Earlier in the problem I found: $v_c(0^+) = -120 V$
Sign convention for resistors: Positive on the top for the 150k resistor, positive on the right side for the other 2.

KVL1: Starting at node $b$ and moving clockwise with current $i_1$ :
$-2.5ki_1+150k(i_1-i_2)-v_c=0$
$-2.5ki_1+150ki_1-150ki_2-(-120)=0$
$147.5ki_1-150ki_2=-120$

KVL2: Starting just to the left of the 50k resistor and moving clockwise:
$-50ki_2+200-150k(i_2-i_1)=0$
$-50ki_2-150ki_2+150ki_1=-200$
$150ki_1-200ki_2=-200$

Solving, I get:
$i_1=0.85 mA$
$i_2=1.6mA$

$i=-i_1=-0.85 mA$

However, this is appears to be incorrect.

 

[berkeman]

Earlier in the problem I found: vc(0+)=−120V

Looks correct.

I tried using a KVL loop

For me, the KVL equations are generally less intuitive and move complicated. Not to make extra work for you, but can you write the KCL equation for the main node in the circuit for t>0 and see if that makes it easier to solve?

 

[Drakkith]

For me, the KVL equations are generally less intuitive and move complicated. Not to make extra work for you, but can you write the KCL equation for the main node in the circuit for t>0 and see if that makes it easier to solve?

Sure. From the main node, $i$ goes left, $i_1$ goes down, and $i_2$ goes right.

_Information shown_.
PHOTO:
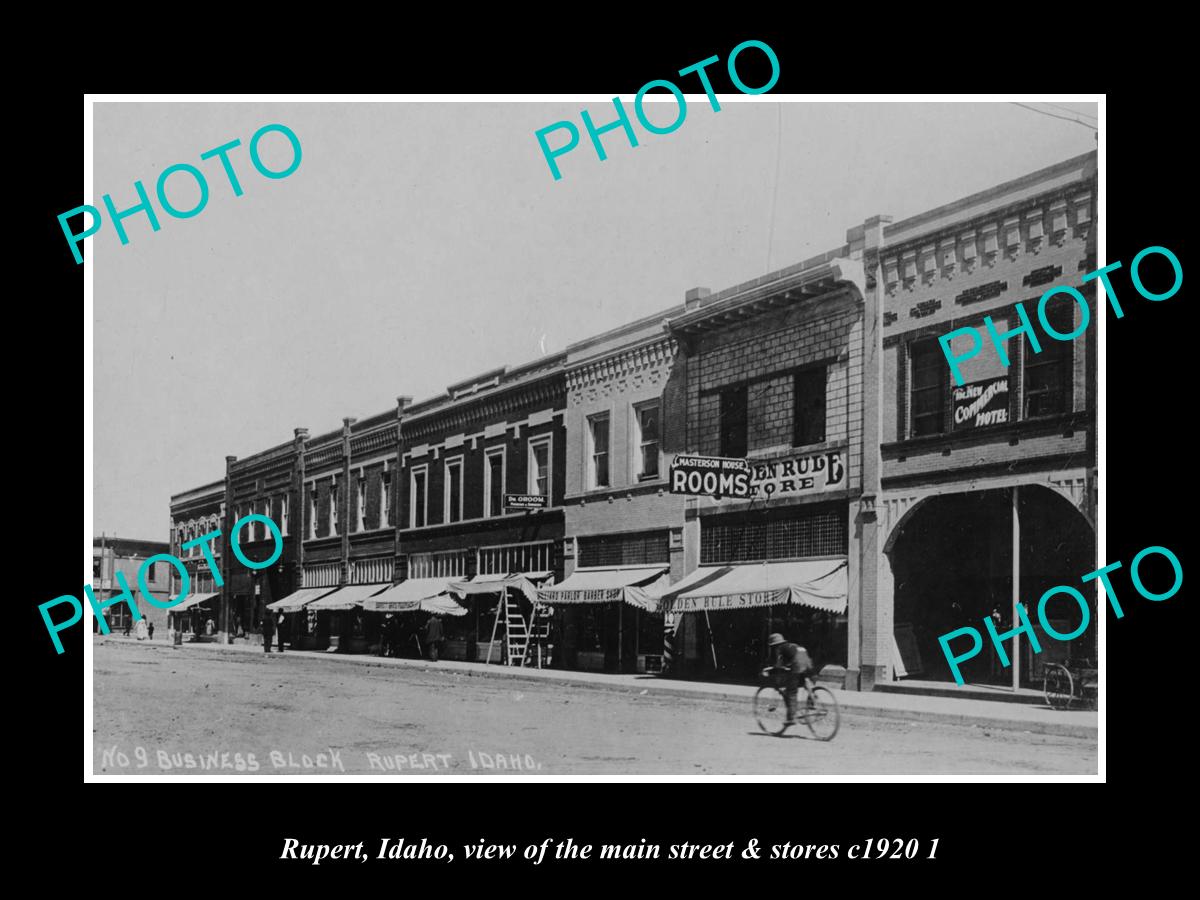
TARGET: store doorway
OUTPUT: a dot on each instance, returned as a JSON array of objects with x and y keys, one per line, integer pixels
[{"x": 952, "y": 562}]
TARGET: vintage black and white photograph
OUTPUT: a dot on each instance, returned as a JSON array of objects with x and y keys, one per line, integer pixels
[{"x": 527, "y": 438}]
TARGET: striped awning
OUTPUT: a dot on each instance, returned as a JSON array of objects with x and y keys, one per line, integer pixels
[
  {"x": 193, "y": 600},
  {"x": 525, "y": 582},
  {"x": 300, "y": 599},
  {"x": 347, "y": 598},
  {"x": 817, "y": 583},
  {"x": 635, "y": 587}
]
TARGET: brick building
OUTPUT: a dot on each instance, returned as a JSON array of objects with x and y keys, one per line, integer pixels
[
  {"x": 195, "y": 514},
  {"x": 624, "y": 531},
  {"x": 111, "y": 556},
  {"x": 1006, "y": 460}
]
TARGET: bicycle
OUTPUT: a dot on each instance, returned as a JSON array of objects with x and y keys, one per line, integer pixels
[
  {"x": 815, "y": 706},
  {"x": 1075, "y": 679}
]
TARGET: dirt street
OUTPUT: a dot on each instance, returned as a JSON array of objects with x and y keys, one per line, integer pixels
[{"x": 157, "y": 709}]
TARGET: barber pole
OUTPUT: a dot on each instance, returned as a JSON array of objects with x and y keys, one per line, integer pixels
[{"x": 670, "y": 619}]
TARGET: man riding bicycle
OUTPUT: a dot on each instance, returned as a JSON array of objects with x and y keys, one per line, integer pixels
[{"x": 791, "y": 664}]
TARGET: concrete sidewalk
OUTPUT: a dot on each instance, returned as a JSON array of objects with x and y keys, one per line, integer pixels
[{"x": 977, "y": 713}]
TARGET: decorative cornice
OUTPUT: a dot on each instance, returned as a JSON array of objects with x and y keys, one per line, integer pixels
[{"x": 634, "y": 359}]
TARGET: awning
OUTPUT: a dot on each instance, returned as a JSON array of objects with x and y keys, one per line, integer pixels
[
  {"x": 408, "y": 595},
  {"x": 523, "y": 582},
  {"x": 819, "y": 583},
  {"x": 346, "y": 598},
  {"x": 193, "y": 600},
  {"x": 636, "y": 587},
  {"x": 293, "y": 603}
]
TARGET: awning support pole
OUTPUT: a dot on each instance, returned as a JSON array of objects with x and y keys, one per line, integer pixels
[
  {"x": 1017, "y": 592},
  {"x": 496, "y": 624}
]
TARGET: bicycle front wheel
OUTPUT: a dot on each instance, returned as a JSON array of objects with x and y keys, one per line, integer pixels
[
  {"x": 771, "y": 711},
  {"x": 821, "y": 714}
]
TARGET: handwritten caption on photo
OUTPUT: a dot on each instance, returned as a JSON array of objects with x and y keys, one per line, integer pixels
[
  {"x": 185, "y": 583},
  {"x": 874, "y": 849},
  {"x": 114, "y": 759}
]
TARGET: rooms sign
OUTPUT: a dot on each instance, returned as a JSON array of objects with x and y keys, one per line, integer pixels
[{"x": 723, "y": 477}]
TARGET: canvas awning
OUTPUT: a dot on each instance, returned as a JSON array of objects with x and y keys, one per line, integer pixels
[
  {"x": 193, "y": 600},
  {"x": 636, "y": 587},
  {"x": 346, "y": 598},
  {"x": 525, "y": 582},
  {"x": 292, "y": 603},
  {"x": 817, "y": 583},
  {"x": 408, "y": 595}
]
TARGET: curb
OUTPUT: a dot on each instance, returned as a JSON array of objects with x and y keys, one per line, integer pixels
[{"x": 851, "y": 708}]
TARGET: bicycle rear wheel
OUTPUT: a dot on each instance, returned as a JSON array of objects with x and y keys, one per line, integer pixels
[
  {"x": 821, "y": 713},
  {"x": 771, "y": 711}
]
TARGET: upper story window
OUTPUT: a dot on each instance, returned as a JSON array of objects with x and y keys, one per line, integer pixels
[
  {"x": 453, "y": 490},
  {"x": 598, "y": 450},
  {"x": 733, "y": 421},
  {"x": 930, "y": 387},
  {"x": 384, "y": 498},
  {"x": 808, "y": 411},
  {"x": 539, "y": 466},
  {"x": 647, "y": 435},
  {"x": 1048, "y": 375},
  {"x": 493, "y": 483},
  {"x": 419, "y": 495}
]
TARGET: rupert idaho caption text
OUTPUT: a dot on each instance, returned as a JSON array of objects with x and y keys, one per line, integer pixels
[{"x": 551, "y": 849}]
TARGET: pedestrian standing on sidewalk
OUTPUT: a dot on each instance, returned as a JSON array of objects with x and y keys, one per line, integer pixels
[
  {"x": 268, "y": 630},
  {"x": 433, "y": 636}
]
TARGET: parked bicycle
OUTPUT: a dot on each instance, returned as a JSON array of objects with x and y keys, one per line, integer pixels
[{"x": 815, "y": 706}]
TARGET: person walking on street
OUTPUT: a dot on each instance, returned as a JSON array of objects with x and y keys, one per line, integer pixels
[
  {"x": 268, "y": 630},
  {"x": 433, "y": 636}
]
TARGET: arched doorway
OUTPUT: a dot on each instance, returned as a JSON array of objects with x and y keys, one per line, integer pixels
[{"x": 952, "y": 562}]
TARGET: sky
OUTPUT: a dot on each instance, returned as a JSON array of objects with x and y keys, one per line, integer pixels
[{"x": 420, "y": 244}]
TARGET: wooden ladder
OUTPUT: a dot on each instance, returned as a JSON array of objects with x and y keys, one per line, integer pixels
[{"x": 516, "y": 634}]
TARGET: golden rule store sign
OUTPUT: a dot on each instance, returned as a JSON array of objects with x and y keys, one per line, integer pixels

_Task requirements_.
Quote the circuit thread in full, word for word. The records are not needed for this.

_Solution to this task_.
Earlier in the problem I found: $v_c(0^+) = -120 V$
Sign convention for resistors: Positive on the top for the 150k resistor, positive on the right side for the other 2.

KVL1: Starting at node $b$ and moving clockwise with current $i_1$ :
$-2.5ki_1+150k(i_1-i_2)-v_c=0$
$-2.5ki_1+150ki_1-150ki_2-(-120)=0$
$147.5ki_1-150ki_2=-120$

KVL2: Starting just to the left of the 50k resistor and moving clockwise:
$-50ki_2+200-150k(i_2-i_1)=0$
$-50ki_2-150ki_2+150ki_1=-200$
$150ki_1-200ki_2=-200$

Solving, I get:
$i_1=0.85 mA$
$i_2=1.6mA$

$i=-i_1=-0.85 mA$

However, this is appears to be incorrect.

 

[berkeman]

Earlier in the problem I found: vc(0+)=−120V

Looks correct.

I tried using a KVL loop

For me, the KVL equations are generally less intuitive and move complicated. Not to make extra work for you, but can you write the KCL equation for the main node in the circuit for t>0 and see if that makes it easier to solve?

 

[Drakkith]

For me, the KVL equations are generally less intuitive and move complicated. Not to make extra work for you, but can you write the KCL equation for the main node in the circuit for t>0 and see if that makes it easier to solve?

Sure. From the main node, $i$ goes left, $i_1$ goes down, and $i_2$ goes right.